Work order ▸ From the passage about Bill Clinton's campaign, extract everything from "Clinton just had" down to "illustrate his tactics.", keeping the wording unchanged.

Provided passage ▸

      Clinton just had to snare some of those votes - no other path to the White House existed for an obscure, small-state Governor - and he had to retain the African-American vote at the same time. Like Carter, he did have an advantage here. As Governor of Arkansas, he’d brought more Blacks into his administration than any of his predecessors and his campaign staff was extremely diverse. More to the point, as a poor boy from Little Rock who’d come up hard, he related directly to African-Americans, especially in small groups. I recall the comedian, Chris Rock, in performance before a predominately Black audience, telling a joke that had ‘em rolling the aisles.

      “I know Bill Clinton. Hell, I am Bill Clinton.”

      So, one down, one to go. Clinton now had to work on the Reagan Dems, scattered as they were throughout the south and the Midwest. Two examples will illustrate his tactics.

Raw data ▸
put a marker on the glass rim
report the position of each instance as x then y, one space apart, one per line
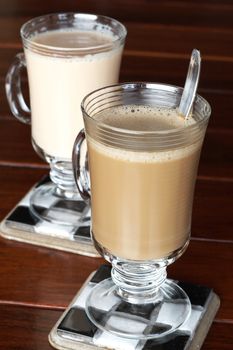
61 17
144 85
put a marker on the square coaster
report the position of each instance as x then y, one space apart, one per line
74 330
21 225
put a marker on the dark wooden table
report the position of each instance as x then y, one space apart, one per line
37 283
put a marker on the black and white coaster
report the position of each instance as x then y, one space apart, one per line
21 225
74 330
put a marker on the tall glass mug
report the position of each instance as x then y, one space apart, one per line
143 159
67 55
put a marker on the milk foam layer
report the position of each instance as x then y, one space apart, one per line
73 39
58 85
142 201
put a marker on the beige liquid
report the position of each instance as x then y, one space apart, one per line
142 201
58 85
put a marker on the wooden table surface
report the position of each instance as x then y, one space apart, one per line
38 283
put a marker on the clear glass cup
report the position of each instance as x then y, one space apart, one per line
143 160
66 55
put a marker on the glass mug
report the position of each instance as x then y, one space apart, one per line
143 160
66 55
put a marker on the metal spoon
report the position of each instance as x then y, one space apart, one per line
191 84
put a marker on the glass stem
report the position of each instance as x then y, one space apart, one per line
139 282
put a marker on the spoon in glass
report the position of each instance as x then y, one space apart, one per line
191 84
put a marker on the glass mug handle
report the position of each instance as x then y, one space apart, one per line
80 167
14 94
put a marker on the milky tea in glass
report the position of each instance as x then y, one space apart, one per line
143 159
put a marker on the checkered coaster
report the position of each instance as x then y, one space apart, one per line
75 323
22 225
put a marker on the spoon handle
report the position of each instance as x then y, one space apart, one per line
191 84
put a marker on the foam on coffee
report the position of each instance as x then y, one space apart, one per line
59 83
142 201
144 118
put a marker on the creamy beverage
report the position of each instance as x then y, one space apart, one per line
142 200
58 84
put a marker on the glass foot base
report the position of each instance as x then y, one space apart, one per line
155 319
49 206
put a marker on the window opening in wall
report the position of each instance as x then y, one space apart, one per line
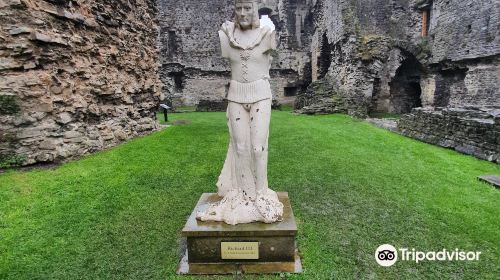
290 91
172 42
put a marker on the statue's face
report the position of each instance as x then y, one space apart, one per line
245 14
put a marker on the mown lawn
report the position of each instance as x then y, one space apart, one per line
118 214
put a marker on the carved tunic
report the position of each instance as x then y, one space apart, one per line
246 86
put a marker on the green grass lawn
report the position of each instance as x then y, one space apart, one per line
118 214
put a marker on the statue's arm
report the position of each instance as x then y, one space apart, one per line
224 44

Solution to this exercise ▸
Clinton just had to snare some of those votes - no other path to the White House existed for an obscure, small-state Governor - and he had to retain the African-American vote at the same time. Like Carter, he did have an advantage here. As Governor of Arkansas, he’d brought more Blacks into his administration than any of his predecessors and his campaign staff was extremely diverse. More to the point, as a poor boy from Little Rock who’d come up hard, he related directly to African-Americans, especially in small groups. I recall the comedian, Chris Rock, in performance before a predominately Black audience, telling a joke that had ‘em rolling the aisles.

      “I know Bill Clinton. Hell, I am Bill Clinton.”

      So, one down, one to go. Clinton now had to work on the Reagan Dems, scattered as they were throughout the south and the Midwest. Two examples will illustrate his tactics.